WHAT YOU HAVE TO DO — Identify each line below that contains the word "grass", and copy it out.

Point localization data
● ● ● ● ●

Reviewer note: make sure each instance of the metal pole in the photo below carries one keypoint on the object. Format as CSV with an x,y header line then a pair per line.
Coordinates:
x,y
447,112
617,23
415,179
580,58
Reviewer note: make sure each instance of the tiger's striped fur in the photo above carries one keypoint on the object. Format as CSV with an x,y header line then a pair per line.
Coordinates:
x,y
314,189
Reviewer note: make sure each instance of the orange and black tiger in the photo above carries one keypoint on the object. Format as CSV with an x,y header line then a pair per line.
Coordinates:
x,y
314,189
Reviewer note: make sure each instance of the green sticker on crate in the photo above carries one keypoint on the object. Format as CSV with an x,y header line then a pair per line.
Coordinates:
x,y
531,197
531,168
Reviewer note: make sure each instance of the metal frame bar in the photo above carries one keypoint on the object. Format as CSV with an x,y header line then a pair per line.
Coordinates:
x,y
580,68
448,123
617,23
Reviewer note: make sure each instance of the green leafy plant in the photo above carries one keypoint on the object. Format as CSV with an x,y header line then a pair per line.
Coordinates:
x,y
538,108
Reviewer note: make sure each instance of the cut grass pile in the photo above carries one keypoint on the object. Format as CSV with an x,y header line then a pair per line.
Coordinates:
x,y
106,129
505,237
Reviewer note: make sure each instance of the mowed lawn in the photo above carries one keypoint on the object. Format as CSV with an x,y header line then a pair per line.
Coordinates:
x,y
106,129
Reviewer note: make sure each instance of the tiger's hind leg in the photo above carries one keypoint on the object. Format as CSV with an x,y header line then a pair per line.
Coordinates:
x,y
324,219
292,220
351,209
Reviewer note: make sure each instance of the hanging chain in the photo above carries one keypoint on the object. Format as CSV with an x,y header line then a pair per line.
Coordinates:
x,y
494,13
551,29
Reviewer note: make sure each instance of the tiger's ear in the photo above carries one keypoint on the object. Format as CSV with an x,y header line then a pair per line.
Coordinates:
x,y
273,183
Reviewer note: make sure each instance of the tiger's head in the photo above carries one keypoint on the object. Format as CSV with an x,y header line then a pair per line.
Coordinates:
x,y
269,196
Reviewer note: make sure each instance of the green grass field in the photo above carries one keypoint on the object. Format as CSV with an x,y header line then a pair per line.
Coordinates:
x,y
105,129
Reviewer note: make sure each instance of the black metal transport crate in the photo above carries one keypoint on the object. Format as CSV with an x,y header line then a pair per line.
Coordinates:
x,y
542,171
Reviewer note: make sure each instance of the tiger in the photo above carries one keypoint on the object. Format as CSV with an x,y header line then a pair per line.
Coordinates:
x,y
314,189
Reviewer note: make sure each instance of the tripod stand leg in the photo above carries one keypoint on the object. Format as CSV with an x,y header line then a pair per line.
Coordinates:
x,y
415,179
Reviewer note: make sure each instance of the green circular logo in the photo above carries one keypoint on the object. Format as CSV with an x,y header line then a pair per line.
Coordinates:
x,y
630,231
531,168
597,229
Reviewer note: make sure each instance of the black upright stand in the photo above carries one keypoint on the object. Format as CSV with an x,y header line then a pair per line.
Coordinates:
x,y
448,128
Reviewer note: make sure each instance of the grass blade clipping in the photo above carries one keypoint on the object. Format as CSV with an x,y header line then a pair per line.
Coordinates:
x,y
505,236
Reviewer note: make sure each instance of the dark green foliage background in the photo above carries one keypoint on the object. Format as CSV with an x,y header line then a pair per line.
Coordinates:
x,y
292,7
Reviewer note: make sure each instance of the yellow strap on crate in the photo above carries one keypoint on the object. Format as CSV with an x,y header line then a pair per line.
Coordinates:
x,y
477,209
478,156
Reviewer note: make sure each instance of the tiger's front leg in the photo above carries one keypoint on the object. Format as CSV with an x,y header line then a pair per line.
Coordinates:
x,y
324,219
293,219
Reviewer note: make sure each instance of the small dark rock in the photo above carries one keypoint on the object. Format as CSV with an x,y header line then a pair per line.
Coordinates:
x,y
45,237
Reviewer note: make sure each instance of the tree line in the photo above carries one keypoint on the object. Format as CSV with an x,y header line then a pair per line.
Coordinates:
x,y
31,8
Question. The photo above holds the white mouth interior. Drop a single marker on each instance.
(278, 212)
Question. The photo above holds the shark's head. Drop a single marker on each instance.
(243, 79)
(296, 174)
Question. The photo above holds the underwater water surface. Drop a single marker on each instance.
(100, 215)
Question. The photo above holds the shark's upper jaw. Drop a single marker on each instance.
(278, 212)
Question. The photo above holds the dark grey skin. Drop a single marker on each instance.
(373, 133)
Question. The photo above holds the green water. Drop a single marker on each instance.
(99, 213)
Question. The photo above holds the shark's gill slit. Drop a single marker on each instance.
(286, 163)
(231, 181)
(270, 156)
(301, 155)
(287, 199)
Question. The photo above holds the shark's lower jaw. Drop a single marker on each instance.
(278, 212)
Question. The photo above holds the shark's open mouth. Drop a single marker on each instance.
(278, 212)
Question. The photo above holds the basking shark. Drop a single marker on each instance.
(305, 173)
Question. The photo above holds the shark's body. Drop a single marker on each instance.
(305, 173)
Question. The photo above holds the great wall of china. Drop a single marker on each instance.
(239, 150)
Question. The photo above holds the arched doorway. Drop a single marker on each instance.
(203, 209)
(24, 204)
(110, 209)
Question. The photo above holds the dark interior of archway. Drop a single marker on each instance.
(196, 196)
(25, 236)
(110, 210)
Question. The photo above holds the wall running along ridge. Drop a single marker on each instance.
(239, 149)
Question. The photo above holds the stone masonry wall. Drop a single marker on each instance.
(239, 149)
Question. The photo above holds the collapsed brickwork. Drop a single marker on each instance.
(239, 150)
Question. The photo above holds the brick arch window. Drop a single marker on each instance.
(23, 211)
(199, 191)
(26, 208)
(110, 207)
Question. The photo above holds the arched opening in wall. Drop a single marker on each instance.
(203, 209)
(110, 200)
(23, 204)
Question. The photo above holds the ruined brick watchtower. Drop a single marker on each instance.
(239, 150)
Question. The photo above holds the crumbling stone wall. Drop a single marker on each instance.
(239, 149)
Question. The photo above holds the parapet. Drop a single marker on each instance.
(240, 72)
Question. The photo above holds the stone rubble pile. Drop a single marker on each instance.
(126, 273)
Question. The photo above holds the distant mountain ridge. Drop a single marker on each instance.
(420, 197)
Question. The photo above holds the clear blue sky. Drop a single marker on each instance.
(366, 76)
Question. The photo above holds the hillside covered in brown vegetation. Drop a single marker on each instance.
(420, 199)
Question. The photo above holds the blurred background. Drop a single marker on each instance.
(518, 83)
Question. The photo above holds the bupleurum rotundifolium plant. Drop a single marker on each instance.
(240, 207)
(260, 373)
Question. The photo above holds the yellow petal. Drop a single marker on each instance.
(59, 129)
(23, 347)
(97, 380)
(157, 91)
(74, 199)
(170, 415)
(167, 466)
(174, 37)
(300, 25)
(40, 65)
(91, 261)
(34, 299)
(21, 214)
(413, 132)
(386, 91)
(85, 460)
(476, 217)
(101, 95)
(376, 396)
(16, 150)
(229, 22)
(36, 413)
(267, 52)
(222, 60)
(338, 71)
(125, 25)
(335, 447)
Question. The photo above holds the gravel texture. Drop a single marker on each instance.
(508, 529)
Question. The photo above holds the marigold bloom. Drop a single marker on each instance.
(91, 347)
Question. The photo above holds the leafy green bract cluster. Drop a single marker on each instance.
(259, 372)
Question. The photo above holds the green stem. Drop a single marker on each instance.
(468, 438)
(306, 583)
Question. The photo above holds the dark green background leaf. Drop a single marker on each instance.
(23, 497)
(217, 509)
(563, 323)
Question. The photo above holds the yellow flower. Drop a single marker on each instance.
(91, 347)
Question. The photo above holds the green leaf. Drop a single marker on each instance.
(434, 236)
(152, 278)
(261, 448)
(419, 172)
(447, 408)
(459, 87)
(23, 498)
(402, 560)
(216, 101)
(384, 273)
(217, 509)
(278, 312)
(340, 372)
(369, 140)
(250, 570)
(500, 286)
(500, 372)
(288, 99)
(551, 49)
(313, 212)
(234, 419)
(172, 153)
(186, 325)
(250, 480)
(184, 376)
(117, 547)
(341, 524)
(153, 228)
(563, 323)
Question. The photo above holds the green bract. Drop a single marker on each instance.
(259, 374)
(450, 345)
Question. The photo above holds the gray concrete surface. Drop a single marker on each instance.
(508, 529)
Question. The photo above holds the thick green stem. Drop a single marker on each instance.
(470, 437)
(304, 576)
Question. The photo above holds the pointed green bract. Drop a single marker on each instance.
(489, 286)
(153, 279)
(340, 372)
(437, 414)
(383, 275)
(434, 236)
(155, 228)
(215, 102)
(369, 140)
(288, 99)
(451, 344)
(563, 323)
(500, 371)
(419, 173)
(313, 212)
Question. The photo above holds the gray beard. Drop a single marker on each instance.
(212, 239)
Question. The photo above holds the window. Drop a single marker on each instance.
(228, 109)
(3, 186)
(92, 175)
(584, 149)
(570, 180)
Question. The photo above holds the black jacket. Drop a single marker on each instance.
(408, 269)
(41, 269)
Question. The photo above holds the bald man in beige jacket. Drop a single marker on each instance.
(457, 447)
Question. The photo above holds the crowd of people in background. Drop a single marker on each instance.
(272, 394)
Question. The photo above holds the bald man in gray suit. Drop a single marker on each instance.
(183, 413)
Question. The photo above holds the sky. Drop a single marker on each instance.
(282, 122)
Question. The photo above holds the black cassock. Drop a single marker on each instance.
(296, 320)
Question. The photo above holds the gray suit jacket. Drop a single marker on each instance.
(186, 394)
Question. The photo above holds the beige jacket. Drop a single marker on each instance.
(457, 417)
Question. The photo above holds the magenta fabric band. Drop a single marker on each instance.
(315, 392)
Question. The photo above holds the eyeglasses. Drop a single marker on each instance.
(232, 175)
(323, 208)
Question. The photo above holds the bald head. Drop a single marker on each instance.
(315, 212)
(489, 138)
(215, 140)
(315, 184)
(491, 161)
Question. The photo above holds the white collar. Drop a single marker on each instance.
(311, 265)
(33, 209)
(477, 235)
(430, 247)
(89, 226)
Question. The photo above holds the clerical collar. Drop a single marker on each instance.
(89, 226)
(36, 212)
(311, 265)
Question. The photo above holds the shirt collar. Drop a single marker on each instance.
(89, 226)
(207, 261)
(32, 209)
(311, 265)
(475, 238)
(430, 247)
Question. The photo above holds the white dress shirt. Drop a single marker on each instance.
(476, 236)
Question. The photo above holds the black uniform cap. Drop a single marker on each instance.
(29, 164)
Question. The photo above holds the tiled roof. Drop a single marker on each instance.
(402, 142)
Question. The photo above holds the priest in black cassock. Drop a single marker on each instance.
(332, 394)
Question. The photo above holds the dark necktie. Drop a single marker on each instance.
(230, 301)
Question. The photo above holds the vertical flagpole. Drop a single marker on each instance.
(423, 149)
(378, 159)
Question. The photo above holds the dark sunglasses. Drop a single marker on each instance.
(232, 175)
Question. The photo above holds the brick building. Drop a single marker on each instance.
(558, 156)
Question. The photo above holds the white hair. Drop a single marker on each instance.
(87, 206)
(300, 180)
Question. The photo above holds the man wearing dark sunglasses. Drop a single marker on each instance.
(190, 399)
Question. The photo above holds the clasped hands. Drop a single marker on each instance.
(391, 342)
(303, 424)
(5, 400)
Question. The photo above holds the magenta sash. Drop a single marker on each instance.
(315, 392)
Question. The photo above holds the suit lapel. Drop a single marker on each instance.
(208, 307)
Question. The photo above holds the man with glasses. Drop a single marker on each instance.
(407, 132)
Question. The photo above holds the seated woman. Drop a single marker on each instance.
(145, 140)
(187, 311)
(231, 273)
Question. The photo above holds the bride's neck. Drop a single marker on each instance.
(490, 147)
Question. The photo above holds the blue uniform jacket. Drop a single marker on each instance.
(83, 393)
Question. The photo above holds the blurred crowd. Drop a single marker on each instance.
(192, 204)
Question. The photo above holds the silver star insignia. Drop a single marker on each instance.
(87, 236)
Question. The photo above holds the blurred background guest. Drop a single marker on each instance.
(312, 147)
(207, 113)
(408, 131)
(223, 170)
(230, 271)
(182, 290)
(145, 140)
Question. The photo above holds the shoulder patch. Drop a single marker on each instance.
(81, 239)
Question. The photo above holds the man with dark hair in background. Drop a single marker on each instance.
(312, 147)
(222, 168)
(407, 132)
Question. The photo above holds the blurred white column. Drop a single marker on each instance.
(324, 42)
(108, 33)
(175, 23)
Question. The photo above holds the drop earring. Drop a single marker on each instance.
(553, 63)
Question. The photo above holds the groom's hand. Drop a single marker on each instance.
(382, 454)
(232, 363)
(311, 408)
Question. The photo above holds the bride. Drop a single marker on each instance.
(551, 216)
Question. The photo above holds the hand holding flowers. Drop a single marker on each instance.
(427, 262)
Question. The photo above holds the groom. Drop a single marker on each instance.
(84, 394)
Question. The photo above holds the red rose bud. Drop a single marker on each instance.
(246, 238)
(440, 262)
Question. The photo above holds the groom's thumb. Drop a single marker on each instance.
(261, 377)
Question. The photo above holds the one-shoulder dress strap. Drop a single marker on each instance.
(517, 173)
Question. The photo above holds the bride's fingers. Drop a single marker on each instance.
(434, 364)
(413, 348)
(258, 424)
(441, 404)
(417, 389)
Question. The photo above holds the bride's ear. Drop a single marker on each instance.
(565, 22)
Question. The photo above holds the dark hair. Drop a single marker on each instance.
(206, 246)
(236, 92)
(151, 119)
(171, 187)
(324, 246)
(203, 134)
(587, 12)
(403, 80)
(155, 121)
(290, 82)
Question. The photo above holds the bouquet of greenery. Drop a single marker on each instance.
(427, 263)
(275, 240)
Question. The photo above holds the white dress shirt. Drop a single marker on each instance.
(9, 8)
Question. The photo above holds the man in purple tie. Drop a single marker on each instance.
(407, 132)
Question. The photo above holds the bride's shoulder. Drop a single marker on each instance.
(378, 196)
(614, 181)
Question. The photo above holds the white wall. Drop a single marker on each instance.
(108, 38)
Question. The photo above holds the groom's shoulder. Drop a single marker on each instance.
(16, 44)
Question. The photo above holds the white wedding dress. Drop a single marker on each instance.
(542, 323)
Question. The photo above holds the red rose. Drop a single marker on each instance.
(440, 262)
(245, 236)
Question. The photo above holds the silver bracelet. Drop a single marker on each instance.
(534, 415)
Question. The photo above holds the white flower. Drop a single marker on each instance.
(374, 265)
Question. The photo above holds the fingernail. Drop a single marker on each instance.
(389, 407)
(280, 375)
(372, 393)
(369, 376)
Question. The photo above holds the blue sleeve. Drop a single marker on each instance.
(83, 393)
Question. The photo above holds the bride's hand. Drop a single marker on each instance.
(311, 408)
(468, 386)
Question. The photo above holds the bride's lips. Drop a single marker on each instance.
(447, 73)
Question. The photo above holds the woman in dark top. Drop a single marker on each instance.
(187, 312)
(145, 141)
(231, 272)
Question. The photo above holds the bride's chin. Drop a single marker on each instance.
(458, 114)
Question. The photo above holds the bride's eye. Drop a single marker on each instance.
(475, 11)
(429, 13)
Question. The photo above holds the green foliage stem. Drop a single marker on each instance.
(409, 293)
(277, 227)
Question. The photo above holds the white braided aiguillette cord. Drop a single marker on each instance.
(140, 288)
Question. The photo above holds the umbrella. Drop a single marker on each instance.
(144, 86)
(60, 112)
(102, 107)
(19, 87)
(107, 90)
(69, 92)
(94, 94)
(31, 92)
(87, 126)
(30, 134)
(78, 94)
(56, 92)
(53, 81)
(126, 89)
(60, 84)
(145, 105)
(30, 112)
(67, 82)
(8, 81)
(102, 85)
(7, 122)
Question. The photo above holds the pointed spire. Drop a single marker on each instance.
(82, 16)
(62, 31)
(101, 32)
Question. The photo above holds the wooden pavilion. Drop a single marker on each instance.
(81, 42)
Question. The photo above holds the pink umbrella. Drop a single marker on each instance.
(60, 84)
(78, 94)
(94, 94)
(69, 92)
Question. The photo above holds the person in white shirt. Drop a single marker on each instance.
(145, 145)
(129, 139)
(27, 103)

● ● ● ● ●

SOLUTION —
Reviewer note: make sure each instance of the cut grass pile in the photo above carries one keypoint on the object. Format as CSV with an x,y header line then a pair per line.
Reviewer note: make sure each instance of the green grass field in the photo above carries one keypoint on the object. Format as CSV with an x,y header line then a pair per line.
Reviewer note: make sure each instance of the grass blade clipping in the photo above carries one keypoint on the object. Format as CSV with an x,y header line then a pair per line.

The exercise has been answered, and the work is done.